(PAGE EXCERPT)
The benefit of a seperate home partition is numerous. 

1. All your program user oriented settings are saved here. 
2. You can leave your partiton as is and install a new distro and pretty much everythign is going to be the same I believe. Example your chat preferences , your email, icons , fonts etc. 
3. You can easily back it all up.



> I really don't blame him  I ALWAYS used to compare Linux with XP when I first tried to make the switch. It took me quite some time (more than a year) to realize that Linux is just different in most respects, and that one has to just accept this.



I guess that could be fair but somehow I still see this ending up as a WIndows / Linux thread. Anyway to the ops questions.

For someone to recommend you a distro you need to explain the following. 

*Before you ask for a Distro *

*What is your purpose ? *
Are you looking to just casually play around with it here and there? If so why install? Why not just use a Linux Live CD. No changes are made to your Win system and you get to goof around in Linux as well. 

*What is your system configuration?*
We don't know if you have a C2Q or if you have a P533 for that matter. If I were to suggest you OpenSuse / Ubuntu / Mint you would be very angry at the results. If I were to ask you to install NimbleX on a C2Q with 4 Gb memory again it would be rathe silly because you could easily install some of the most heavier distros.

(SOURCE DATA)

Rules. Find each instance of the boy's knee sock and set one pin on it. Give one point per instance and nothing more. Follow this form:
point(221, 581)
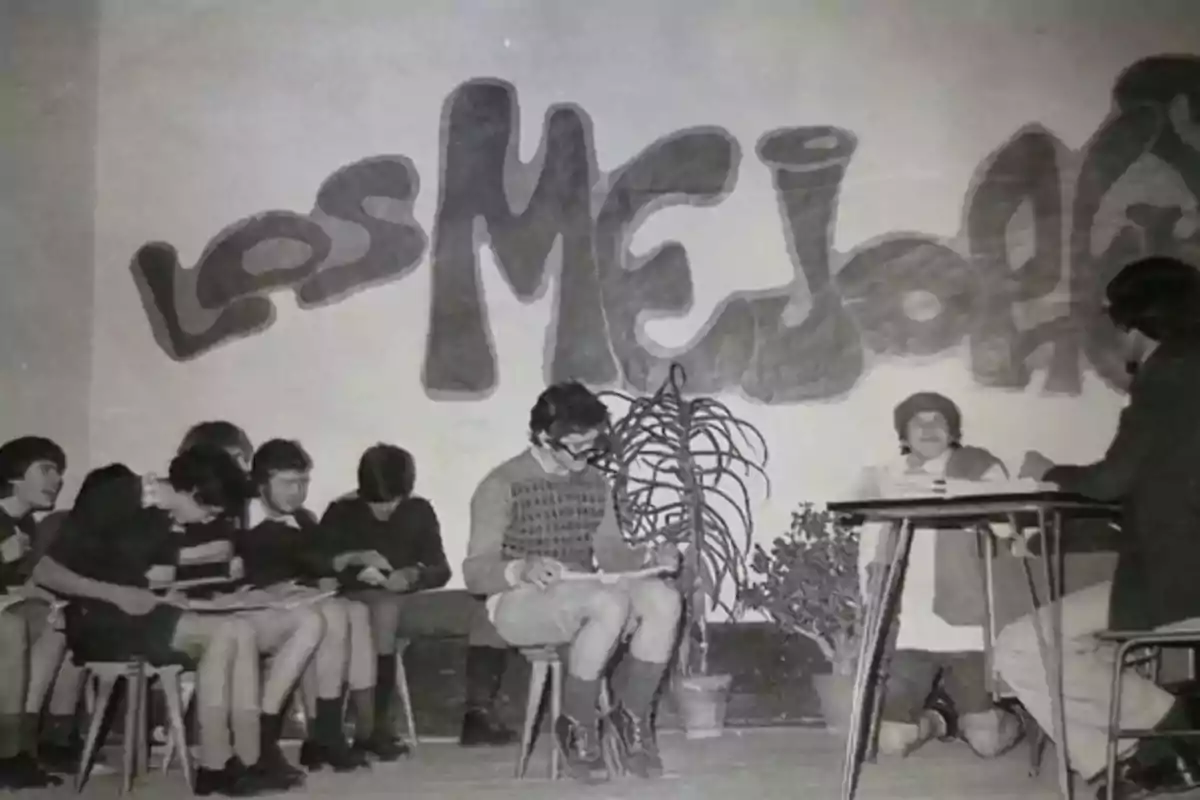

(EXERCISE INSTRUCTIONS)
- A) Which Linux distributions does the Linux forum post name?
- B) Carry on the Linux forum post from its last sentence onward.
The data is separate material, unrelated to the Linux forum post.

(RESPONSES BY TASK)
- A) OpenSuse, Ubuntu, Mint, NimbleX

- B)
*What is your intent?*
Are you doing this for Office work, Entertainment, learn Linux. Mandriva and Ubuntu sort of have a way of giving GUIS for every single task there is. Hell I  didn't even know how to create a user using CLI till I used Arch. that said if you don't want to use CLI why would I ask you to install Arch. You would scream bloody murder and chase me with a pitchfork. 

*How far are you willing to go and whats your experience level?*
Trust me when i say Gentoo is not for beginners. Also trust me when I say that Linux Hardcore folks would set me on fire if I told them to install Ubuntu. The main question is how far are you willing to go. it took me a well one day to configure Arch. Are you willing to go that far. or do you want a ready made distro. 

From my view these are the main questions to ask and answer in your post when you ask for a distro. 

Anyway just my two cents .


----------



## mehulved (Jun 29, 2008)

Quiz_Master said:


> Whats so objectionable?
> ___________________
> 
> And here are few things I think i should say :
> 1.) You dont need to upgrade your distro every 6th month... If your current one works for you.. Stick to it.... I know people who are still using edgy.


Or use rolling releases and only upgrade the needed components as and when you like.


----------



## iMav (Jun 29, 2008)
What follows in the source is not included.